→ Required work:
List every line in the rows below that contains the string "foliage", and copy each such line in full.

## BEGIN Material for the task

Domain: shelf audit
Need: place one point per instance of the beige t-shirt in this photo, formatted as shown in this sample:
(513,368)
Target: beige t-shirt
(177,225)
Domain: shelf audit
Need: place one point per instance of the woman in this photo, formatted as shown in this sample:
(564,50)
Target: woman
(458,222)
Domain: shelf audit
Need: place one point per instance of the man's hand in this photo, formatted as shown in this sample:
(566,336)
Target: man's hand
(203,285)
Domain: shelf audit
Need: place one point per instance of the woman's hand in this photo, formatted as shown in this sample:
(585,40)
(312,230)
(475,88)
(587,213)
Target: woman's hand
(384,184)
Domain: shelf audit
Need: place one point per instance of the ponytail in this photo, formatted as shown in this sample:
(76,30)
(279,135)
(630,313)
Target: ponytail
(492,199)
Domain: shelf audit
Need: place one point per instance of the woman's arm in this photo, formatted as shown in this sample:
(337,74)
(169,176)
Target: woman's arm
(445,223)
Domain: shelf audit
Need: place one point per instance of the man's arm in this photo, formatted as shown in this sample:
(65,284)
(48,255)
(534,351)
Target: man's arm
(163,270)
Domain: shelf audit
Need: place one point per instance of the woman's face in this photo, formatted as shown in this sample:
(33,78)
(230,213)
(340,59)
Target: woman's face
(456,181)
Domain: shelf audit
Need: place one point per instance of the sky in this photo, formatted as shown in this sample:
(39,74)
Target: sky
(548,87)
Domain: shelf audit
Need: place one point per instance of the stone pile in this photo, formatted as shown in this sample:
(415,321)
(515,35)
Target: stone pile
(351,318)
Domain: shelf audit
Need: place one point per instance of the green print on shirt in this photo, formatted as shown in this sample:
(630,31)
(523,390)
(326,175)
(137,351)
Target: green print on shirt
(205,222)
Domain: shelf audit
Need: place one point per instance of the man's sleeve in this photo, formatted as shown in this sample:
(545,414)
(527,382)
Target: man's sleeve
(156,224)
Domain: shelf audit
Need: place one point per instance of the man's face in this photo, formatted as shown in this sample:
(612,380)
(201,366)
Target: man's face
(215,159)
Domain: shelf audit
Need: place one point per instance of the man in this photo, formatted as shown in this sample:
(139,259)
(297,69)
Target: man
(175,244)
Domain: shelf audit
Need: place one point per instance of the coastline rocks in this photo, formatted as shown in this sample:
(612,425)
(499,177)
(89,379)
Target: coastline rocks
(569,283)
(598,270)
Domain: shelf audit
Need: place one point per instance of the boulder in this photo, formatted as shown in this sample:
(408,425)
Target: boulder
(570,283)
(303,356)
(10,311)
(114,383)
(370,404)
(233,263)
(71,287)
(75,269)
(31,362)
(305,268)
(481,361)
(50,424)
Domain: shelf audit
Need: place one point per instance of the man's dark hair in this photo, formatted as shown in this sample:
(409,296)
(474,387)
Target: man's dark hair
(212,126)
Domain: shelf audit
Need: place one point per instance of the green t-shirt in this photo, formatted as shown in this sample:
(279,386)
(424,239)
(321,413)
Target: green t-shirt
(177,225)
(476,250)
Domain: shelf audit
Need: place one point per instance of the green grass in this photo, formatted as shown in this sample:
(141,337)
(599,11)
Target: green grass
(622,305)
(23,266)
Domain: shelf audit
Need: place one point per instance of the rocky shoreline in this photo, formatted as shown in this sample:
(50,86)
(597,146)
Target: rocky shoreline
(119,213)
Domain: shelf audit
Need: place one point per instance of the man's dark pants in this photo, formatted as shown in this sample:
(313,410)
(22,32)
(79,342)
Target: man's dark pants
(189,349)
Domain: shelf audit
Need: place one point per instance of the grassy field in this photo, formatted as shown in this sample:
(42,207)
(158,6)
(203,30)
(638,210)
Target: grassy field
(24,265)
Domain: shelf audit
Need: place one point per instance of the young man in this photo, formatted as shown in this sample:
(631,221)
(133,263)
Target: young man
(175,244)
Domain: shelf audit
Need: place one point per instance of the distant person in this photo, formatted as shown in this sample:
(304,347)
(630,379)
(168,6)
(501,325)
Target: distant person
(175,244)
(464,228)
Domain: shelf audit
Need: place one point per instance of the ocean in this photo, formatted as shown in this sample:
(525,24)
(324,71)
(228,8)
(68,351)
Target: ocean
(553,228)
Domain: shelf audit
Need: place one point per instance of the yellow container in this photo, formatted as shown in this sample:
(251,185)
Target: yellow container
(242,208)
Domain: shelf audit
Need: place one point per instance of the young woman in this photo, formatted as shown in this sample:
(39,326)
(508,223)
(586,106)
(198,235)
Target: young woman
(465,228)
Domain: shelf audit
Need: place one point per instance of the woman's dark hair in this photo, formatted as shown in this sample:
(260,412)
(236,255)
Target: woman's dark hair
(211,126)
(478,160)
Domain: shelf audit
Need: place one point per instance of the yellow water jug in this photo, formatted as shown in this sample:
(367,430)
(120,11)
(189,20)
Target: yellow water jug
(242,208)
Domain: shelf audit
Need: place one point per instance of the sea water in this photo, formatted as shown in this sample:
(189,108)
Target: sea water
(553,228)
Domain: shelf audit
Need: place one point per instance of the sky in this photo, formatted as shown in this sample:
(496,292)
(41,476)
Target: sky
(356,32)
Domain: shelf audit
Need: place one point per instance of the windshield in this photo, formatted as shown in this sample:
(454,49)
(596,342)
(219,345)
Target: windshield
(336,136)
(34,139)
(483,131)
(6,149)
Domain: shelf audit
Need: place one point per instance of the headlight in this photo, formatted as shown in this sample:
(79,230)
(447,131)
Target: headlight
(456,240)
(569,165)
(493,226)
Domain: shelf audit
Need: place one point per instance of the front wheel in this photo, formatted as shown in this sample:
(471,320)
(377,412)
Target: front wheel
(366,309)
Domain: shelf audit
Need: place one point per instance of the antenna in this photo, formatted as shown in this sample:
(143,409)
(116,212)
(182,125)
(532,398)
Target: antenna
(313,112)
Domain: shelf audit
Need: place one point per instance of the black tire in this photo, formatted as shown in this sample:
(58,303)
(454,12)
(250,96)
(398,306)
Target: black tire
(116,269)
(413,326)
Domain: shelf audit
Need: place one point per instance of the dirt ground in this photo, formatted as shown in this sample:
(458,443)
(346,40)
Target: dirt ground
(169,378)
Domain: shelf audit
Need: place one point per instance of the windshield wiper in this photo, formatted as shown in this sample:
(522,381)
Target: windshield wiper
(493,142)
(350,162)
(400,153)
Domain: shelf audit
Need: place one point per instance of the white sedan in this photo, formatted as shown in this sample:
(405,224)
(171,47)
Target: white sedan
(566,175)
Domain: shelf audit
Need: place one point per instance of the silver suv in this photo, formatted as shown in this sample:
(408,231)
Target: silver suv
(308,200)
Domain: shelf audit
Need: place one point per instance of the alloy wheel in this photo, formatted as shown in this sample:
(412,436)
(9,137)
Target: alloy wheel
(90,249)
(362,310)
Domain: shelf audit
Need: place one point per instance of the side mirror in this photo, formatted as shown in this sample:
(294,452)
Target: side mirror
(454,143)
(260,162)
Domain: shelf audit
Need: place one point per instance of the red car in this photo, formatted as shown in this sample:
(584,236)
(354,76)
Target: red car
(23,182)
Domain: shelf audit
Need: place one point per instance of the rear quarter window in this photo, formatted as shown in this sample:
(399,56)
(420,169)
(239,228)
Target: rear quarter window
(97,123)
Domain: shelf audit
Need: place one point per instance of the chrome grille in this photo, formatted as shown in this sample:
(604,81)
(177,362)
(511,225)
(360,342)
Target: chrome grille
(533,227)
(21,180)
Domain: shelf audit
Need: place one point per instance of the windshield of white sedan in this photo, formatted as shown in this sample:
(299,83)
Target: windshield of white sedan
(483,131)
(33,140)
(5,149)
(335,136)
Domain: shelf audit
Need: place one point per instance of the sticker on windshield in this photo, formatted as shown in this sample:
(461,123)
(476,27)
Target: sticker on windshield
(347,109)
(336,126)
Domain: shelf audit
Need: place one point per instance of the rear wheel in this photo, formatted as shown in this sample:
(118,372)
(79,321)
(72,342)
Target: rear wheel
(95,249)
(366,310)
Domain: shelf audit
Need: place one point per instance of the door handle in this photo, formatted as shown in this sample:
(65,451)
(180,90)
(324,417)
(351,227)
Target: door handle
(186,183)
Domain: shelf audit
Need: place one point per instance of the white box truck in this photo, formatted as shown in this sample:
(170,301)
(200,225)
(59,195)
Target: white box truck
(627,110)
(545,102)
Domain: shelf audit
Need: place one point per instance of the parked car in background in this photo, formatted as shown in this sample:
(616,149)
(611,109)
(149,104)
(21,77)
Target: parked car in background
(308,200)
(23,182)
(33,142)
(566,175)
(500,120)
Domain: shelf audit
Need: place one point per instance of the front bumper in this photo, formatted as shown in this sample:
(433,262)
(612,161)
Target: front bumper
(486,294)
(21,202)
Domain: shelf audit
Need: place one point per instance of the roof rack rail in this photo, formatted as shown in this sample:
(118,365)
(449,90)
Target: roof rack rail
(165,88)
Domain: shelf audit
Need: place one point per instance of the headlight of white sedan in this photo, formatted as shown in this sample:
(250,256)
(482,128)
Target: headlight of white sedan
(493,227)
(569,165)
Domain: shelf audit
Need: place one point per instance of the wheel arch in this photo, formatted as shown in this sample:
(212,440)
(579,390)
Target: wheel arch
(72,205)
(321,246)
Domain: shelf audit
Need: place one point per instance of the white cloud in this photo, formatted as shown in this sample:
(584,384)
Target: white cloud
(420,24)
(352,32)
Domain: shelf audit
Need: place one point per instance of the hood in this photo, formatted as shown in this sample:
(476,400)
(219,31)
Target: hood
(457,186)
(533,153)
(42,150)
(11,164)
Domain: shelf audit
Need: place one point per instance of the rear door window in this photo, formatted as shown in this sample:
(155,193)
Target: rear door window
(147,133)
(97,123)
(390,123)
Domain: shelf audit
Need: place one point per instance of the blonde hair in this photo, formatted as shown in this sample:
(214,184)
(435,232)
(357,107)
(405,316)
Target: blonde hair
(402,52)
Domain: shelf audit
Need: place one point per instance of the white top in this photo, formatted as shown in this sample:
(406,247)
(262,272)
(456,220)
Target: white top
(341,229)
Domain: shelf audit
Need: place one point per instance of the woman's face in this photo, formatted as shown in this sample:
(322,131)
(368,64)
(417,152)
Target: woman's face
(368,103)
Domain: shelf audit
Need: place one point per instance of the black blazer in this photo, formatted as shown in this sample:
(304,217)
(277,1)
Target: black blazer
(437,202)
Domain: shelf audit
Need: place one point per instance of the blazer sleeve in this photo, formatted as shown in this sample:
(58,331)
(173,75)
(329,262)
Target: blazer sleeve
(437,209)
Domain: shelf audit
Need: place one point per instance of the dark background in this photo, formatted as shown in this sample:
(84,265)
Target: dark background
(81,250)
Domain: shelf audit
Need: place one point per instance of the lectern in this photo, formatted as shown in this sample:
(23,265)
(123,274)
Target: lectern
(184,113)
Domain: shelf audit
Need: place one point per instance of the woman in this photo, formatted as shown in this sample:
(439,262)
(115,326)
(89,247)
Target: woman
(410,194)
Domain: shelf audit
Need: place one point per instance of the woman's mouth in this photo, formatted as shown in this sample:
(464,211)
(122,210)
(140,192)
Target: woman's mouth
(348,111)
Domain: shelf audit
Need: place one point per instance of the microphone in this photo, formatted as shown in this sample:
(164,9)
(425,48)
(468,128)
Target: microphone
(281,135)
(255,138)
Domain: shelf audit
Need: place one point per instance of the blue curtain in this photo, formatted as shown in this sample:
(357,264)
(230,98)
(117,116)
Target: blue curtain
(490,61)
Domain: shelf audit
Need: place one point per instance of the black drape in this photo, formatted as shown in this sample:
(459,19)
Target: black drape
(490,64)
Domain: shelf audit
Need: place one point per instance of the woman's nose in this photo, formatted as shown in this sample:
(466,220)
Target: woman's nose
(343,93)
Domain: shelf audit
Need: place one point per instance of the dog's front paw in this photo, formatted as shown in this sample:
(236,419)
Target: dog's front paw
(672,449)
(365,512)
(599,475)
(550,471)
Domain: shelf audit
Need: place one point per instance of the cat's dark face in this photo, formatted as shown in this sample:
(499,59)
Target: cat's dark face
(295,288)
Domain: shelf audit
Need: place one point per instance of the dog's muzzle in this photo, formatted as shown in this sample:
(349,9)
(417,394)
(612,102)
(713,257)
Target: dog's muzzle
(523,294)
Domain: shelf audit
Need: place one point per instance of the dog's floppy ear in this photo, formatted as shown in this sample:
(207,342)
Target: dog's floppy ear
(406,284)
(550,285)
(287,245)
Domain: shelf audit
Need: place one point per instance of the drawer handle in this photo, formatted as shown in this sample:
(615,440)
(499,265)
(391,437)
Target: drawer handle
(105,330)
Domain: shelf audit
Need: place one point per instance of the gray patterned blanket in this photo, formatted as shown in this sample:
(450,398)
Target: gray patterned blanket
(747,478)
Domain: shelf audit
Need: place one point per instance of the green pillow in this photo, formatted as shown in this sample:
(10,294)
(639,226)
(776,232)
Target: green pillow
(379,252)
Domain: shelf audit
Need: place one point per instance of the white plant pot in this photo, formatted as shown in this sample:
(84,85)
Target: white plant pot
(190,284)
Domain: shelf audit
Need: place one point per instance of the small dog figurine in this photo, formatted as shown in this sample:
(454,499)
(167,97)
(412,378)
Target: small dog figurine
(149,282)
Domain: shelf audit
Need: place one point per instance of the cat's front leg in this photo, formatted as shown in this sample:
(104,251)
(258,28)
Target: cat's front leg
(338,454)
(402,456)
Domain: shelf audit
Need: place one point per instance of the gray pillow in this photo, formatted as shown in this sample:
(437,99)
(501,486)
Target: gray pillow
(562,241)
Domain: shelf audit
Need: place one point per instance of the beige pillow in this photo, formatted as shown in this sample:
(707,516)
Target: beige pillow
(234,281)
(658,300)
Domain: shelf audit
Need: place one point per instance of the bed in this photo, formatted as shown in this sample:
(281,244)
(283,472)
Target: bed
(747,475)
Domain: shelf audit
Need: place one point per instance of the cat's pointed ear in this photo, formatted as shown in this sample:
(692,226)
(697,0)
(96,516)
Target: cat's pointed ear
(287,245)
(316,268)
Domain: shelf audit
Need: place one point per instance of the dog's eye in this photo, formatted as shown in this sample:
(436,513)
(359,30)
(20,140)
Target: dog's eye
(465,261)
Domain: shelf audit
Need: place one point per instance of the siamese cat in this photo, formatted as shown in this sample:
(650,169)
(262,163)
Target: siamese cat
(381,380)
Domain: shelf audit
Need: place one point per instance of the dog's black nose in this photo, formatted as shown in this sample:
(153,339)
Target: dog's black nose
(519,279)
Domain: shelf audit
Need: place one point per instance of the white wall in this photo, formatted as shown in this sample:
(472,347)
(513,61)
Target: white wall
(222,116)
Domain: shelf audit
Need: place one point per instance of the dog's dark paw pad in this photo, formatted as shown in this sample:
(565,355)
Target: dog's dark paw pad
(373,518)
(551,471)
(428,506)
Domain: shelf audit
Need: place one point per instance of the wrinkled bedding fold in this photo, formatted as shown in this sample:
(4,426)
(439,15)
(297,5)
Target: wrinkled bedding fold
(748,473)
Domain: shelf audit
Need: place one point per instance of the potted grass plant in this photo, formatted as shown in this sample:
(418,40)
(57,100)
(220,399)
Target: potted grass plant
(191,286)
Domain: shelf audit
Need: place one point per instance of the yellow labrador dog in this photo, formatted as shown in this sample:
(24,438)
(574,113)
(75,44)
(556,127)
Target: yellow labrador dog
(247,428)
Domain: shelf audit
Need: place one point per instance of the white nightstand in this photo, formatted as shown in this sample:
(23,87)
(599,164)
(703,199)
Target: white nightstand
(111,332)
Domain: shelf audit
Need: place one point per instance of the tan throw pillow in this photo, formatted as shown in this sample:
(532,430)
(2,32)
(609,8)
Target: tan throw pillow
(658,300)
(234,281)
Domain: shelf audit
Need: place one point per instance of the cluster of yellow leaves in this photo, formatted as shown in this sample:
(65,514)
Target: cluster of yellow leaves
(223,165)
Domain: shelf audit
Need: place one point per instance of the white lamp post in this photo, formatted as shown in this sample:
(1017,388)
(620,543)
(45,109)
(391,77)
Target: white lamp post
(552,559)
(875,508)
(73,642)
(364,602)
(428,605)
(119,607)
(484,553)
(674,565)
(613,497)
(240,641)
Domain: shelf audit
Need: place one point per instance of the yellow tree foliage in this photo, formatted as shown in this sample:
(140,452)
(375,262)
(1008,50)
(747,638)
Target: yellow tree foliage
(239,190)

## END Material for the task

→ Worked answer:
Need: place one point per instance of the yellow tree foliage in this photo, formatted as shown in this sample:
Target: yellow tree foliage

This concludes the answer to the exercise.